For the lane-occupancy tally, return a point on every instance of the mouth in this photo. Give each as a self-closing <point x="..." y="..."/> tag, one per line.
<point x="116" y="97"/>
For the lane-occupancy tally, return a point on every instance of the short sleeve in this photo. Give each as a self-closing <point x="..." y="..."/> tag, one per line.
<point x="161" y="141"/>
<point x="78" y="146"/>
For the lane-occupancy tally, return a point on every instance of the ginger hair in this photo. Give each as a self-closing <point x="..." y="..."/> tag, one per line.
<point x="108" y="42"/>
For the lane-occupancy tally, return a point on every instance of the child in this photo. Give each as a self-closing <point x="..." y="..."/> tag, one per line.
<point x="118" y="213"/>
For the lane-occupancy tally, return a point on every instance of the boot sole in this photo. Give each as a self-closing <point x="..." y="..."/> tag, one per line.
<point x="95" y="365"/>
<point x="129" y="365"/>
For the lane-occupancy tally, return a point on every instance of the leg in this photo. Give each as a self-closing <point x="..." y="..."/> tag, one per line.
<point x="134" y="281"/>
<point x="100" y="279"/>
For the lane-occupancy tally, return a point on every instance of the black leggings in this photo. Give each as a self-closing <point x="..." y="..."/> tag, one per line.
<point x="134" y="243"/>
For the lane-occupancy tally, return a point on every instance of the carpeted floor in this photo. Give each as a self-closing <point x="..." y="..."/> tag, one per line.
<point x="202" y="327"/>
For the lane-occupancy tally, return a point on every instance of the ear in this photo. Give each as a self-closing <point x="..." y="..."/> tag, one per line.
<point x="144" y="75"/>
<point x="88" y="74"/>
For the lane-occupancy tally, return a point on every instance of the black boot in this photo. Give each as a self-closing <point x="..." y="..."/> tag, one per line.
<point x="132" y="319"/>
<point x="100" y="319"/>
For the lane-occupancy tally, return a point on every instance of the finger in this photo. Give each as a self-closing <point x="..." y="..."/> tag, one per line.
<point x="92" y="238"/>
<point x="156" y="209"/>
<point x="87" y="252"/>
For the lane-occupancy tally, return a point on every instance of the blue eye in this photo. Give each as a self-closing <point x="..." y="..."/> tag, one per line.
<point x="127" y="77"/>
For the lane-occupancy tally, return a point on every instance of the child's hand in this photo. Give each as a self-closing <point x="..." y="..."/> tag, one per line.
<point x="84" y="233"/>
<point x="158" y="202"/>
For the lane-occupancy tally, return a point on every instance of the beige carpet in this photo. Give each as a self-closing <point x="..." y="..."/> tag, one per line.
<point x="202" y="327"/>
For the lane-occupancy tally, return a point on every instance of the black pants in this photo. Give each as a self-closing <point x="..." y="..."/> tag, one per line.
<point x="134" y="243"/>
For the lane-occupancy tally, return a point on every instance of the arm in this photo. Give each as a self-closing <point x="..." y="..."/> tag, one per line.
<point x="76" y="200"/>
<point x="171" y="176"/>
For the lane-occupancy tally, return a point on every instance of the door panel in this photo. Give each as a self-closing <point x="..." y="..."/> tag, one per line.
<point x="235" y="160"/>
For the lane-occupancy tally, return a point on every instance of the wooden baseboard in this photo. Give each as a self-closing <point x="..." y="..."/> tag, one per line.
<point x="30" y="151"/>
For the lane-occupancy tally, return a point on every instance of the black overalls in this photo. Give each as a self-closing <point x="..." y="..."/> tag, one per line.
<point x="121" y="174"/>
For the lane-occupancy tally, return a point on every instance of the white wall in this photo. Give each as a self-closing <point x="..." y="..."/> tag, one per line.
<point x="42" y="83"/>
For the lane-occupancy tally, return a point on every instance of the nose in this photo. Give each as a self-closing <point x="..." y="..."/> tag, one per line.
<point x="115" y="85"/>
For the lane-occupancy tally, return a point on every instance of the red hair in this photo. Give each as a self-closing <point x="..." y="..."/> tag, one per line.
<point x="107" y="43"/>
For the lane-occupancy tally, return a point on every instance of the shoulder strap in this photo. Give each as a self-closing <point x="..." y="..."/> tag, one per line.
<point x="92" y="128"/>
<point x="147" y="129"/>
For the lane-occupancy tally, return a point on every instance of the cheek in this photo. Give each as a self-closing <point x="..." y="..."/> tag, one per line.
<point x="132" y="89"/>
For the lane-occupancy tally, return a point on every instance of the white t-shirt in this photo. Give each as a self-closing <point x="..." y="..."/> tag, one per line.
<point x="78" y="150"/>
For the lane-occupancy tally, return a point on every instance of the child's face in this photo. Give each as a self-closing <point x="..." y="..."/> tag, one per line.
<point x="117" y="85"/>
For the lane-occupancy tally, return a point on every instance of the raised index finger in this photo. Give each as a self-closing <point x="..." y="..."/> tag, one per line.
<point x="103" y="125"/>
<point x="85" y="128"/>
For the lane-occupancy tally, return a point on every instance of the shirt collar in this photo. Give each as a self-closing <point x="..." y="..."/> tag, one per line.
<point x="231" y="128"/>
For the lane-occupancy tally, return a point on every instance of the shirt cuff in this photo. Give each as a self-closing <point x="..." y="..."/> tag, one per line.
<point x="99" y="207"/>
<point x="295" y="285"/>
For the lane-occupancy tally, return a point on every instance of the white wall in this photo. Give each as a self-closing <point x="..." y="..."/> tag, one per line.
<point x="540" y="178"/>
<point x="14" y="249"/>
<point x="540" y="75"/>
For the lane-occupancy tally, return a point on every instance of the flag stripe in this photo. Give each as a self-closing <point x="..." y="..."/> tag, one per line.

═══

- **Work instruction**:
Return word for word the line with "of the raised" and every line after it through the end of the records above.

- **Response to this exercise**:
For the lane-occupancy tally, return a point on every instance of the raised index finger in this photo. Give each as a self-closing <point x="..." y="..."/> tag, one per line.
<point x="103" y="125"/>
<point x="85" y="128"/>
For the lane-occupancy tally, return a point on every instance of the shirt collar in this photo. Give each as a self-closing <point x="..." y="..."/> tag, one per line.
<point x="231" y="128"/>
For the lane-occupancy tally, return a point on every instance of the shirt cuff in this photo. Give each as a self-closing <point x="..." y="..."/> tag, one per line.
<point x="99" y="207"/>
<point x="295" y="285"/>
For the lane-occupancy tally, return a point on every instance of the white wall in this photo. Give each as a self-closing <point x="..." y="..."/> tag, one per line.
<point x="540" y="178"/>
<point x="14" y="249"/>
<point x="540" y="75"/>
For the lane-occupancy tally, return a point on every instance of the flag stripe in this photo. Give each as a self-closing <point x="..." y="..."/> tag, one per line.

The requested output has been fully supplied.